Look over the material for the string "grey". Copy every line where it turns up.

>>

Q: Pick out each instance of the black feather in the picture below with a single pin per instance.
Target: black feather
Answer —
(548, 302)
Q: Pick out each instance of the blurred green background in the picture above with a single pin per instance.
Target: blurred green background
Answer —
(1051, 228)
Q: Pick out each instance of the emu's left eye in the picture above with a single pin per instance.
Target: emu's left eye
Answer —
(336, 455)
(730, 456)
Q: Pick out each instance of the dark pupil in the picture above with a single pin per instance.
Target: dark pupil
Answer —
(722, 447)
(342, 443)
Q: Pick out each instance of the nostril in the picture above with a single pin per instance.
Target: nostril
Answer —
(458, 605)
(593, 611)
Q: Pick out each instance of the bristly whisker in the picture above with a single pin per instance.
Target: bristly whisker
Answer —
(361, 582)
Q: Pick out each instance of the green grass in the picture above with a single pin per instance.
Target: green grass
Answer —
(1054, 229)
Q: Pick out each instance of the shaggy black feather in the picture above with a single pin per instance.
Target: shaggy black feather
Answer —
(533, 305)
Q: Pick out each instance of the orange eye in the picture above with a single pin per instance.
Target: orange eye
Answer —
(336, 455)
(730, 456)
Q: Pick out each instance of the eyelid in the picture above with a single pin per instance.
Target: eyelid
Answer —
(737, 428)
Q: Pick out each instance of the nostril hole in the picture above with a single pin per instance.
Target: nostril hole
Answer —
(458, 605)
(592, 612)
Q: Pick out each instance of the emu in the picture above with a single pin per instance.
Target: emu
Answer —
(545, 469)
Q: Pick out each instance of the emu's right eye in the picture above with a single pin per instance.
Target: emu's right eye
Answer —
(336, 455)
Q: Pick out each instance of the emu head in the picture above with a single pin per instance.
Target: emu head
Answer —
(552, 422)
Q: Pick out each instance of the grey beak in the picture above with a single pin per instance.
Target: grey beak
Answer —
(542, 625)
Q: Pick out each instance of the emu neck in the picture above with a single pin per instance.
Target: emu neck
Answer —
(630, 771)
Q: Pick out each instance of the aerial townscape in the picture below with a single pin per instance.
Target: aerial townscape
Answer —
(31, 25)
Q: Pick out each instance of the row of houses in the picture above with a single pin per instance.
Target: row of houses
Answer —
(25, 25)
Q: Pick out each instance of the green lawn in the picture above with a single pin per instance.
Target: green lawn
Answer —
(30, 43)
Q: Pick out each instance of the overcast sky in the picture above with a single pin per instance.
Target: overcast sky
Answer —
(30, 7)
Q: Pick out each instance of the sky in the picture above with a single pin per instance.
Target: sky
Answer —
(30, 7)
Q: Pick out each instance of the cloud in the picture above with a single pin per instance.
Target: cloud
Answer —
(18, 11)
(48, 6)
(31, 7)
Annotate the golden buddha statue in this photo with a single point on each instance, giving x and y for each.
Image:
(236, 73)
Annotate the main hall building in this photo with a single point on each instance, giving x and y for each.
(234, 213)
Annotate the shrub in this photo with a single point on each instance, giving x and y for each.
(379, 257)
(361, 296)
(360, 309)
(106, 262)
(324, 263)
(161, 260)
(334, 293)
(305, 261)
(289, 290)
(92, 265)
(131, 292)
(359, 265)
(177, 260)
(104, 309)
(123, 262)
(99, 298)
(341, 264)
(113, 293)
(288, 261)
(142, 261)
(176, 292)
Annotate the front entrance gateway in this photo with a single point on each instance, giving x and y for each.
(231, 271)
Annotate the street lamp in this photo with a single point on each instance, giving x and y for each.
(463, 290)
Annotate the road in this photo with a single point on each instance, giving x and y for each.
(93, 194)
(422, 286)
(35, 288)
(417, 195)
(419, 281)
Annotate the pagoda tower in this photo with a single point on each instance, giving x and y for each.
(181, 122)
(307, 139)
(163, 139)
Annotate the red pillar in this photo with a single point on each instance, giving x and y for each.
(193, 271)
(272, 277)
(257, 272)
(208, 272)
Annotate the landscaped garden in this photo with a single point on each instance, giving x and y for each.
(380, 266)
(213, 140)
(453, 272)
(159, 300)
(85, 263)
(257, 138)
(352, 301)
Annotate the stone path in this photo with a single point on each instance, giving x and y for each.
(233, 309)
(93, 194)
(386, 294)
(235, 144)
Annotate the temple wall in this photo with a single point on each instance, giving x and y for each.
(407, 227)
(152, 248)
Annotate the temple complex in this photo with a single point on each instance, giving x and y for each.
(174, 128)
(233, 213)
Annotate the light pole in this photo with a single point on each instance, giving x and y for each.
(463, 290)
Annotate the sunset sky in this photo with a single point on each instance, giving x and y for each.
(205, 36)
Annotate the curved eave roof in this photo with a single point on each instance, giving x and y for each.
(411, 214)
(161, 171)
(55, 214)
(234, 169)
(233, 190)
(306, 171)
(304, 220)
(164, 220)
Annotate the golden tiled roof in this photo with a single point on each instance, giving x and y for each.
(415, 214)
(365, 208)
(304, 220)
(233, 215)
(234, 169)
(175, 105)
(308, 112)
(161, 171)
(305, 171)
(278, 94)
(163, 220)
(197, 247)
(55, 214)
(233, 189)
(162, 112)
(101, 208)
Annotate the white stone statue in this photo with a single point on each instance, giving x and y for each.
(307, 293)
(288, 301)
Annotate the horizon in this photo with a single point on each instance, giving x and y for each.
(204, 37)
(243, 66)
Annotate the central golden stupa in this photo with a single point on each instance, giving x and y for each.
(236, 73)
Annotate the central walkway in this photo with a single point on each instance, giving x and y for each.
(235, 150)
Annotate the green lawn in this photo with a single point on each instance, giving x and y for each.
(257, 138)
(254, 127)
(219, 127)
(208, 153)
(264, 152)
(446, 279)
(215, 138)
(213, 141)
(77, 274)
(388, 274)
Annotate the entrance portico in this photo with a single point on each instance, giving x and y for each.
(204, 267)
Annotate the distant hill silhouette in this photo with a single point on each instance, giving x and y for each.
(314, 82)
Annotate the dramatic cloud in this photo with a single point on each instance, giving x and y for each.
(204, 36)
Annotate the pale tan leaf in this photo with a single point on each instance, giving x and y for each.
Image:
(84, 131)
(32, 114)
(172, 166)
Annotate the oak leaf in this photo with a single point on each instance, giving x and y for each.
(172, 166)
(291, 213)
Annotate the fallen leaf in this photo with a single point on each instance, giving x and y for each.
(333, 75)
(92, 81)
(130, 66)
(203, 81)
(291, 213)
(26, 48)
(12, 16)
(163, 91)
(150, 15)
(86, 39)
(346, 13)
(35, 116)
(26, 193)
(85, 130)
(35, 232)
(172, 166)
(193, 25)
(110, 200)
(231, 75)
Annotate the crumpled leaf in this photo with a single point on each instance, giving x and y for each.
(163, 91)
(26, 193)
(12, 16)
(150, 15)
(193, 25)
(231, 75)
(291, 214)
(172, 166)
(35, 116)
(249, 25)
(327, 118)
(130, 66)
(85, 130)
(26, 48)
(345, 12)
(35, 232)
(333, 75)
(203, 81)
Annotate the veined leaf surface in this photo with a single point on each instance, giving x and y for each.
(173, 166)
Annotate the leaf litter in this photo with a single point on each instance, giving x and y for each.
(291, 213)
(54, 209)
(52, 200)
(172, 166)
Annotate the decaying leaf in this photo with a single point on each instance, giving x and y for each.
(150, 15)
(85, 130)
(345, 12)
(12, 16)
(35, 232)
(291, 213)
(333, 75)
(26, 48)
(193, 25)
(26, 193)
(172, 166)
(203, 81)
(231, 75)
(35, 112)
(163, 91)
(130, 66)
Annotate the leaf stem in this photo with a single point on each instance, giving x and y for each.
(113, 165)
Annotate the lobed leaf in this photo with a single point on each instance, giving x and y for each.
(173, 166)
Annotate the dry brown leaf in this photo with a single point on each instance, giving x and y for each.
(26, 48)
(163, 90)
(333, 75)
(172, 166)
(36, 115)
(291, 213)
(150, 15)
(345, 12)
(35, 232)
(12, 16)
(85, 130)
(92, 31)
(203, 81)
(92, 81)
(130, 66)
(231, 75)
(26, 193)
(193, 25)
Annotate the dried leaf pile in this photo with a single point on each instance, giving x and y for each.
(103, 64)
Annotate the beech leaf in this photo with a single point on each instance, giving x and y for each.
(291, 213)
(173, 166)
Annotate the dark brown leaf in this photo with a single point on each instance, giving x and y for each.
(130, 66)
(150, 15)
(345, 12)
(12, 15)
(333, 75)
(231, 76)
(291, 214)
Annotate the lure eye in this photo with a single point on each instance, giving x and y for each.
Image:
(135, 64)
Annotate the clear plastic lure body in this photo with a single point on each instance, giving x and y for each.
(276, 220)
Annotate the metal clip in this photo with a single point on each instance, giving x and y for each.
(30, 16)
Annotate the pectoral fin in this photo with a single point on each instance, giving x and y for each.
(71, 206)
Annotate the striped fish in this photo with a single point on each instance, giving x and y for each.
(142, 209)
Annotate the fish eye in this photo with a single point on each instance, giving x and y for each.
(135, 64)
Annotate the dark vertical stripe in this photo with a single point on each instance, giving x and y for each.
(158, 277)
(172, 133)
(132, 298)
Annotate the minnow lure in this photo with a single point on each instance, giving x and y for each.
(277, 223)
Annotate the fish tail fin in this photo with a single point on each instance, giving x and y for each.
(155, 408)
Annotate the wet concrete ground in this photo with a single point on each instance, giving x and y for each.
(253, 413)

<<

Reply:
Q: Pick out each instance of the grey beak in the picture above with a single pin per instance.
Target: grey beak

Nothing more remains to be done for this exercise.